━━━ Data provided ━━━

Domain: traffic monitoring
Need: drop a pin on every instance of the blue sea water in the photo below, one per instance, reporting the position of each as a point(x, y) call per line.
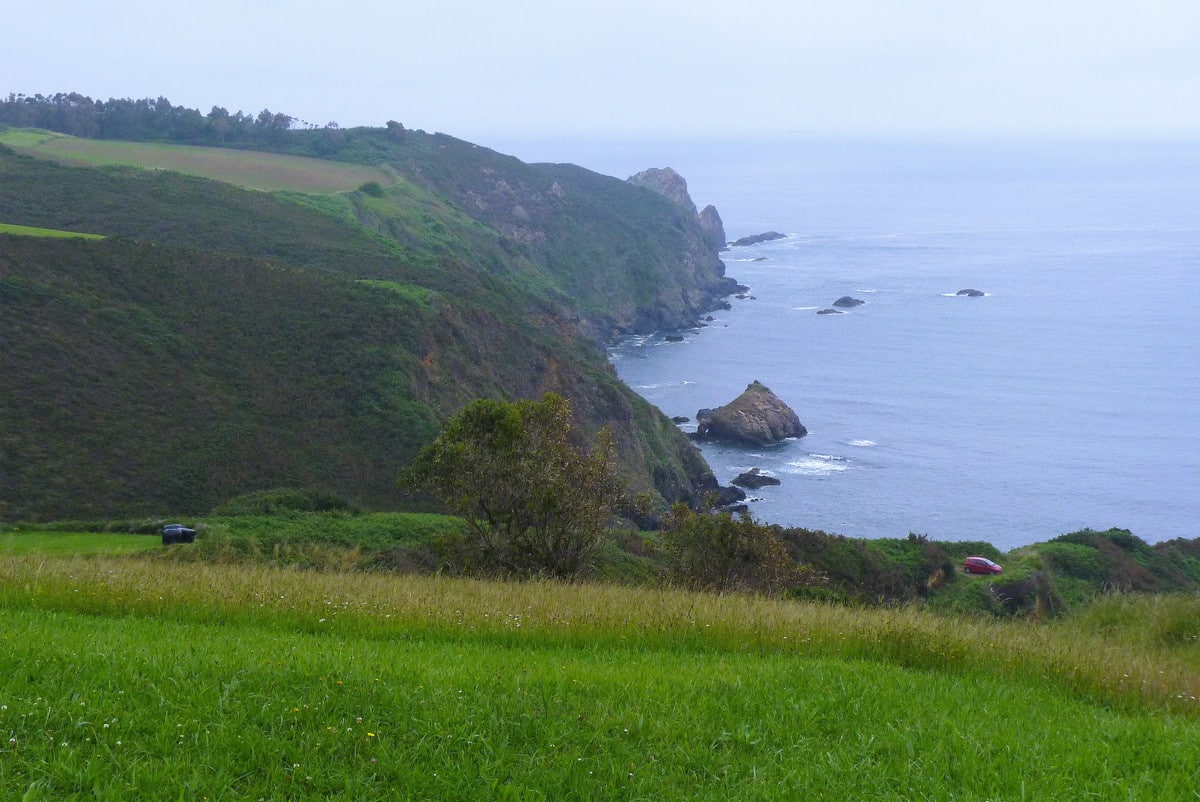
point(1066, 397)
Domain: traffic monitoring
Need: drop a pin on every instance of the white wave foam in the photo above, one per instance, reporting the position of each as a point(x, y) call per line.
point(817, 465)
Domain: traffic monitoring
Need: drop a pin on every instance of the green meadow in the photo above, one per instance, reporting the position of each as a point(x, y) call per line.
point(147, 677)
point(30, 231)
point(251, 169)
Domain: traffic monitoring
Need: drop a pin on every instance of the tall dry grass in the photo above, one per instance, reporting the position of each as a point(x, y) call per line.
point(1128, 652)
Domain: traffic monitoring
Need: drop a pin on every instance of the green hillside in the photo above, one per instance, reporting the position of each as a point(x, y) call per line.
point(222, 340)
point(256, 171)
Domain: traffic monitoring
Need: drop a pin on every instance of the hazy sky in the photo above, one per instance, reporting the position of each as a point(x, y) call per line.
point(487, 70)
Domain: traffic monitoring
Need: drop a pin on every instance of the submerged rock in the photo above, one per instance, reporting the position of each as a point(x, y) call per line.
point(757, 417)
point(754, 239)
point(754, 478)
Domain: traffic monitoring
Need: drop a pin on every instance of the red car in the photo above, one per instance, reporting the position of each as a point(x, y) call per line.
point(981, 566)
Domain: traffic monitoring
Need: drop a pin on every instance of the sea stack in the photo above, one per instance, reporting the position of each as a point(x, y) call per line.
point(755, 418)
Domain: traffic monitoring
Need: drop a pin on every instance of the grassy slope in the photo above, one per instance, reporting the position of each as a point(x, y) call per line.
point(256, 171)
point(29, 231)
point(209, 375)
point(136, 680)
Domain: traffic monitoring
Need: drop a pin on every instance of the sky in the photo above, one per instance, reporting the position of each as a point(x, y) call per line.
point(637, 69)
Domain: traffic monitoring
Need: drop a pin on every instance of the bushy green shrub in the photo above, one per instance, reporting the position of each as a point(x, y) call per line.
point(723, 552)
point(373, 189)
point(283, 500)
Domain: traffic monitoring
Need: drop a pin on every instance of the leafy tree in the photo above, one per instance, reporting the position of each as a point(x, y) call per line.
point(534, 503)
point(717, 551)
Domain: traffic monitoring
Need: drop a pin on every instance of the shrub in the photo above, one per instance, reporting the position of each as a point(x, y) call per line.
point(283, 500)
point(717, 551)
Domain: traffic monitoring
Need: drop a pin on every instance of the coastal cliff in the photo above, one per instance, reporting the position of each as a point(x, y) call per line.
point(247, 340)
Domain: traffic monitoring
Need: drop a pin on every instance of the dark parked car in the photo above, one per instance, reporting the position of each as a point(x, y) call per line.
point(178, 533)
point(981, 566)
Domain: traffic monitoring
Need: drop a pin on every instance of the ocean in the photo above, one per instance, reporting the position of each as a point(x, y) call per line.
point(1067, 396)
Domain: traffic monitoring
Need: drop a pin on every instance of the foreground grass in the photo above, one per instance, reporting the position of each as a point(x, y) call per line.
point(252, 169)
point(129, 678)
point(75, 543)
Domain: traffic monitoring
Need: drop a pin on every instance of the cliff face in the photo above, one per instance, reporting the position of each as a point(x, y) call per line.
point(622, 259)
point(251, 341)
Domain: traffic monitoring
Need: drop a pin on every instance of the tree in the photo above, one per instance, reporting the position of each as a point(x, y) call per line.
point(534, 503)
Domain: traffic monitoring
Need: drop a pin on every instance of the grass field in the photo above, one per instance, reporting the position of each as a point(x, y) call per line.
point(29, 231)
point(75, 543)
point(127, 677)
point(252, 169)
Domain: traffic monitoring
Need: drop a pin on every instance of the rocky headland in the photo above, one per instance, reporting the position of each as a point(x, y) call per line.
point(754, 239)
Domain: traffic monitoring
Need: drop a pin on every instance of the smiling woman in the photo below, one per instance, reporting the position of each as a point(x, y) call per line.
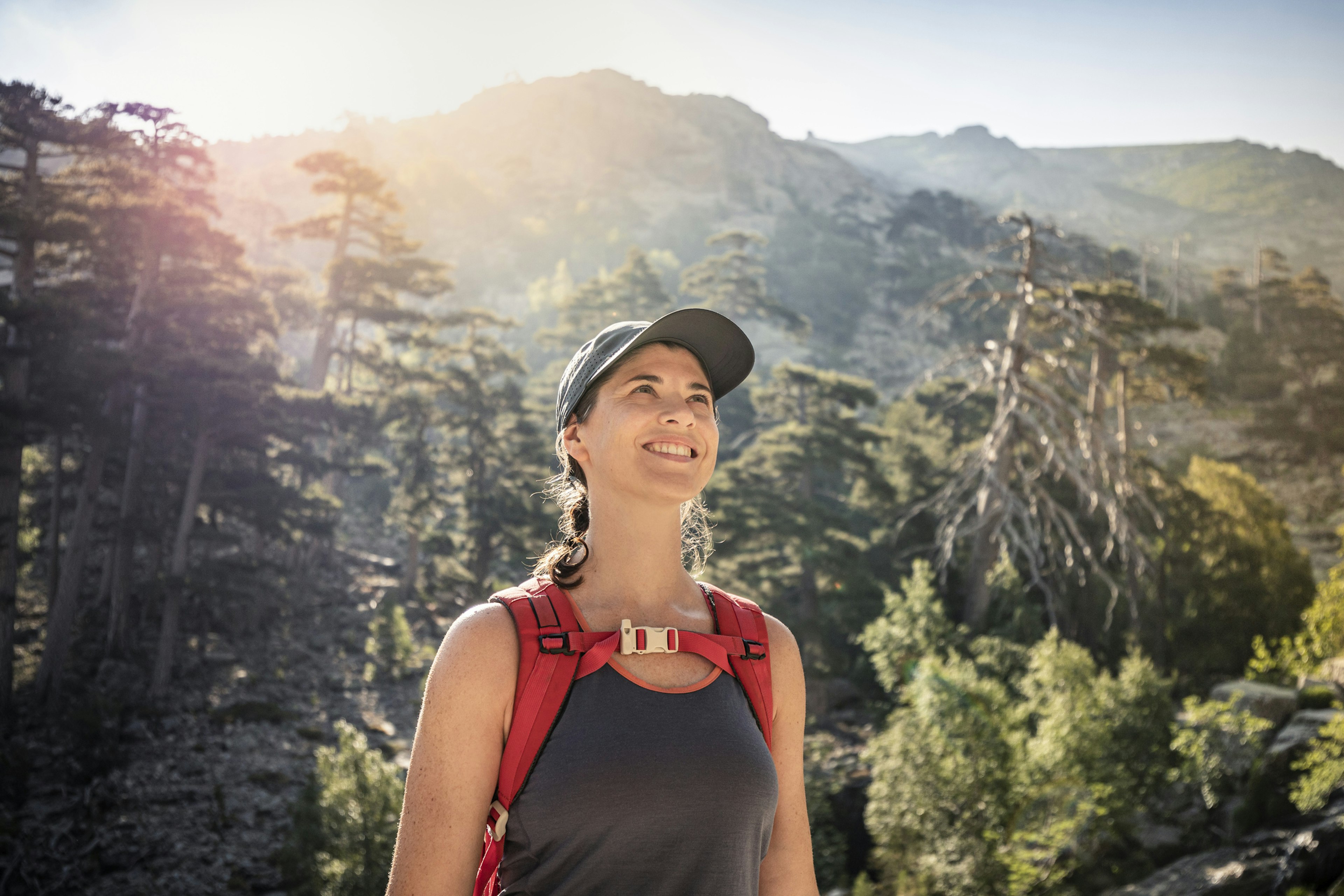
point(619, 726)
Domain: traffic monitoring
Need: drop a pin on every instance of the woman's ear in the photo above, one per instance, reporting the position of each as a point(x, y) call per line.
point(574, 445)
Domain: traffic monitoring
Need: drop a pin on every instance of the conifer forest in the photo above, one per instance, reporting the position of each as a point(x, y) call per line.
point(1048, 484)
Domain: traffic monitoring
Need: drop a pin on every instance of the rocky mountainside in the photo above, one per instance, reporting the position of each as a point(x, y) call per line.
point(1224, 197)
point(195, 797)
point(581, 168)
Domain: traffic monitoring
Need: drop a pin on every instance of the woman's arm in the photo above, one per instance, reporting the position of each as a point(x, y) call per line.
point(456, 757)
point(787, 870)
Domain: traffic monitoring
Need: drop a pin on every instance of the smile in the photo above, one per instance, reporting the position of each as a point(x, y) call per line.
point(671, 449)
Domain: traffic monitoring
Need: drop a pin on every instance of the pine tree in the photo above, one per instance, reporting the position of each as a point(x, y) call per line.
point(787, 508)
point(371, 260)
point(467, 450)
point(34, 125)
point(634, 292)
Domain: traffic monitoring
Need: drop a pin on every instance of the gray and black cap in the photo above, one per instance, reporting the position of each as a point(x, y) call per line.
point(723, 350)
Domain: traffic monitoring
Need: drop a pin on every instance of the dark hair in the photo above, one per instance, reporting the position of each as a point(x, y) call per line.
point(569, 489)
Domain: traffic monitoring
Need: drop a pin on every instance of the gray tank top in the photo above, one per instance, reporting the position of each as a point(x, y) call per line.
point(646, 790)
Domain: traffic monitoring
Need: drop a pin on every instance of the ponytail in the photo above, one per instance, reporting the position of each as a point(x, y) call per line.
point(568, 488)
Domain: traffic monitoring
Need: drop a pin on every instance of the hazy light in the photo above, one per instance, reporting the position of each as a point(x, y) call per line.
point(1057, 75)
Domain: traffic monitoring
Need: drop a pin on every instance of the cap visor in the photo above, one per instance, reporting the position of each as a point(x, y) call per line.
point(722, 347)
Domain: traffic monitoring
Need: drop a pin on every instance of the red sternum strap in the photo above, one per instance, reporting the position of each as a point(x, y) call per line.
point(598, 647)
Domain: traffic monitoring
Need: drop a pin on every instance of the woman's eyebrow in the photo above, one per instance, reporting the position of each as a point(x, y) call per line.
point(654, 378)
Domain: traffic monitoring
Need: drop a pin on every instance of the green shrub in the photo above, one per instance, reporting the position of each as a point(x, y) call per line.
point(1230, 573)
point(1218, 745)
point(1323, 768)
point(823, 780)
point(390, 641)
point(913, 625)
point(1322, 637)
point(983, 786)
point(344, 824)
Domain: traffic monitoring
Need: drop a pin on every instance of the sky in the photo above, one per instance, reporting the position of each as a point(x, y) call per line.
point(1045, 73)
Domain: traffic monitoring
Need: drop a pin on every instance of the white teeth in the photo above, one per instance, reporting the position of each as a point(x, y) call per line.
point(668, 448)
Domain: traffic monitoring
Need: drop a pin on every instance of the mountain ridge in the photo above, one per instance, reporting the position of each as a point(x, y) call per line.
point(1221, 198)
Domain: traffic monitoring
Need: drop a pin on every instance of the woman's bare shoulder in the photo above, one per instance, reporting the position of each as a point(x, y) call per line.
point(479, 652)
point(781, 639)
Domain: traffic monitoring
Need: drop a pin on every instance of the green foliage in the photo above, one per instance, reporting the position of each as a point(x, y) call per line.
point(1322, 637)
point(913, 625)
point(390, 641)
point(1323, 768)
point(344, 824)
point(1218, 745)
point(634, 292)
point(795, 511)
point(822, 781)
point(1229, 570)
point(988, 786)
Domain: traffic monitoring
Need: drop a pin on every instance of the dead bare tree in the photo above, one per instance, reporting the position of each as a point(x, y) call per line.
point(1050, 484)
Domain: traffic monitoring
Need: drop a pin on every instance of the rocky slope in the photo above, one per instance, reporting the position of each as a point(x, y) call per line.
point(194, 797)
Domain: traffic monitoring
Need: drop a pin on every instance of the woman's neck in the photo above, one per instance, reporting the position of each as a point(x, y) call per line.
point(635, 556)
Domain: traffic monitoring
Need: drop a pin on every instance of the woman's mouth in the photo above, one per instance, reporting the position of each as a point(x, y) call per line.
point(672, 450)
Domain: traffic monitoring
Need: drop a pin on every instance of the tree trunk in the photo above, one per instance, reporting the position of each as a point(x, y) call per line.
point(14, 397)
point(322, 352)
point(411, 575)
point(327, 330)
point(984, 550)
point(109, 569)
point(126, 540)
point(178, 567)
point(11, 485)
point(54, 520)
point(61, 616)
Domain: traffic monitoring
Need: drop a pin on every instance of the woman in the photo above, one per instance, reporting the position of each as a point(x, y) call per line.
point(656, 778)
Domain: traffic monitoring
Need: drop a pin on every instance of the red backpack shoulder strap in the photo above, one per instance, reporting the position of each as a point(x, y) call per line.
point(546, 667)
point(742, 618)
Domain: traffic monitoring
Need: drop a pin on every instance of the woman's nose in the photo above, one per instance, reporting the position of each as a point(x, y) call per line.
point(677, 412)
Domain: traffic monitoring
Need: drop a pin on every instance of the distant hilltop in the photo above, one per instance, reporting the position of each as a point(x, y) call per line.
point(1222, 197)
point(580, 168)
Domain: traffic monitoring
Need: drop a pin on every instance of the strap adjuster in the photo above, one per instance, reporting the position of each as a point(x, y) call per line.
point(647, 639)
point(496, 831)
point(749, 655)
point(555, 643)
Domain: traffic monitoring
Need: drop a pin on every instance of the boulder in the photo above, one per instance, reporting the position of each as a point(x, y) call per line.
point(1304, 726)
point(1308, 855)
point(1267, 702)
point(1318, 683)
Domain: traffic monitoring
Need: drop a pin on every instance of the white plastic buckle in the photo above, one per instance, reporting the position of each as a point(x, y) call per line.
point(655, 640)
point(496, 831)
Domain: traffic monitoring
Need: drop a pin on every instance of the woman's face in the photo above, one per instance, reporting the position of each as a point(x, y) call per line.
point(651, 433)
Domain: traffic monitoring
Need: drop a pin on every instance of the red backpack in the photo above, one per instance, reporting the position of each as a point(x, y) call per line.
point(554, 652)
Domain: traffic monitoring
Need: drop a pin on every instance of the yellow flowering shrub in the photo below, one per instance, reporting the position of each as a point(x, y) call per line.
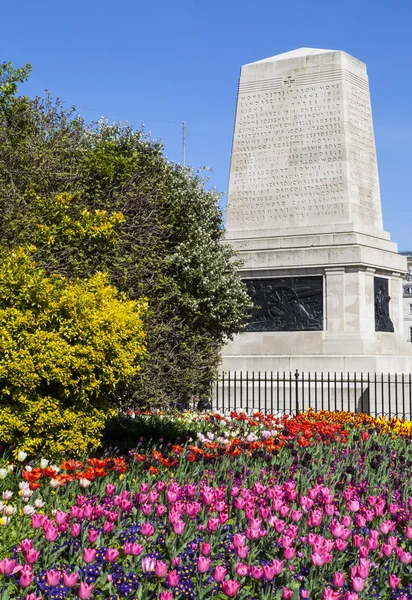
point(65, 348)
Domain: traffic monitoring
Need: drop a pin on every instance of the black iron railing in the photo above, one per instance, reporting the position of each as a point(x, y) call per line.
point(375, 394)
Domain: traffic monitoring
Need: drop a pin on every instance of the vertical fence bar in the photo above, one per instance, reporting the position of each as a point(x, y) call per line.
point(247, 392)
point(303, 392)
point(234, 393)
point(277, 390)
point(266, 394)
point(321, 389)
point(355, 395)
point(223, 392)
point(403, 395)
point(253, 390)
point(396, 394)
point(389, 395)
point(361, 394)
point(348, 394)
point(328, 391)
point(228, 390)
point(369, 394)
point(296, 391)
point(271, 392)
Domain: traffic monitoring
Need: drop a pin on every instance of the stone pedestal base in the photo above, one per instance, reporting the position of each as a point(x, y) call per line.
point(349, 262)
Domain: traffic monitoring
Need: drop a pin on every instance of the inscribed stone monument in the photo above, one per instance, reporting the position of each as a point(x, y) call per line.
point(304, 212)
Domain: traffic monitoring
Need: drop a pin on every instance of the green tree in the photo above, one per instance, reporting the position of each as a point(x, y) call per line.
point(65, 347)
point(168, 246)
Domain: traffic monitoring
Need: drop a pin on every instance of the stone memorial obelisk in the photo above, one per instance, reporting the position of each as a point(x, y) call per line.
point(304, 212)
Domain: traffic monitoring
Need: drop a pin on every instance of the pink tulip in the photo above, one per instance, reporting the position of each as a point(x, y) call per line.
point(338, 579)
point(53, 578)
point(405, 557)
point(172, 578)
point(394, 581)
point(278, 566)
point(219, 573)
point(329, 594)
point(205, 549)
point(85, 590)
point(242, 569)
point(386, 549)
point(256, 572)
point(358, 583)
point(50, 533)
point(75, 530)
point(26, 544)
point(203, 564)
point(9, 567)
point(269, 572)
point(230, 587)
point(239, 540)
point(70, 579)
point(32, 556)
point(242, 551)
point(26, 578)
point(148, 564)
point(179, 527)
point(111, 554)
point(37, 521)
point(92, 536)
point(110, 489)
point(160, 568)
point(147, 529)
point(60, 517)
point(89, 554)
point(108, 527)
point(289, 553)
point(212, 524)
point(317, 560)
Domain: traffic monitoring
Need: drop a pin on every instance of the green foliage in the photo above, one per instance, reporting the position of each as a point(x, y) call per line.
point(65, 347)
point(103, 198)
point(9, 78)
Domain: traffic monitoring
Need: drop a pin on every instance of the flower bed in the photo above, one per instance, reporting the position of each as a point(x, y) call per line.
point(311, 509)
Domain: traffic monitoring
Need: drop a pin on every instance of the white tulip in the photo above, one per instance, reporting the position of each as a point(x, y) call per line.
point(28, 510)
point(9, 510)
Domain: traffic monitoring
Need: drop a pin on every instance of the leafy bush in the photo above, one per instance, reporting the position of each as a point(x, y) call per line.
point(65, 348)
point(103, 198)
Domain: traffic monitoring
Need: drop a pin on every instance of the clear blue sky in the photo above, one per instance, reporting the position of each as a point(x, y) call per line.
point(160, 63)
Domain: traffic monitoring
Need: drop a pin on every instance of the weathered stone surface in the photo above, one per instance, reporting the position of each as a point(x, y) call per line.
point(304, 202)
point(303, 148)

━━━

**What the exercise asks:** Turn the stretch of data from its very start through the line containing "point(755, 418)" into a JSON list of strings, one string per line, skipping any blank lines. Leave the pictures out of the list.

**Answer for this exercise:**
[
  "Domain: traffic monitoring",
  "Need: drop a pin on every instance of the blue sea water in the photo below, one per instance, reporting the position of each as a point(x, y) call per line.",
  "point(1066, 397)",
  "Domain: traffic monitoring",
  "Need: drop a pin on every instance of the white wave foam in the photo above, one per instance, reporting the position of each as a point(x, y) call per line.",
  "point(817, 465)",
  "Domain: traffic monitoring",
  "Need: drop a pin on every instance of the green meadow in the photo above, one per instance, reporting the position of each as a point(x, y) call per line.",
  "point(147, 677)",
  "point(30, 231)",
  "point(251, 169)",
  "Domain: traffic monitoring",
  "Need: drop a pin on every instance of the tall dry grass in the photo above, one per instance, reporting the position of each as a point(x, y) call per line.",
  "point(1128, 652)",
  "Domain: traffic monitoring",
  "Need: drop a pin on every instance of the green hillside in the photo above, one per instance, reporting the position of each as a point(x, y) call per line.",
  "point(222, 340)",
  "point(256, 171)",
  "Domain: traffic monitoring",
  "Need: drop a pin on every instance of the hazy sky in the photo above, one per instance, reporting the position of each as a point(x, y) call per line.",
  "point(487, 70)",
  "Domain: traffic monitoring",
  "Need: drop a pin on every instance of the submerged rock in the photo above, one per instance, reporting the position of each as a point(x, y) call per line.",
  "point(757, 417)",
  "point(754, 239)",
  "point(754, 478)",
  "Domain: traffic monitoring",
  "Need: drop a pin on every instance of the red car in the photo above, one per instance, reporting the position of each as a point(x, y) call per line.",
  "point(981, 566)",
  "Domain: traffic monitoring",
  "Need: drop a pin on every instance of the sea stack in the photo above, one per instance, reporting the position of each as a point(x, y) call per line.",
  "point(755, 418)"
]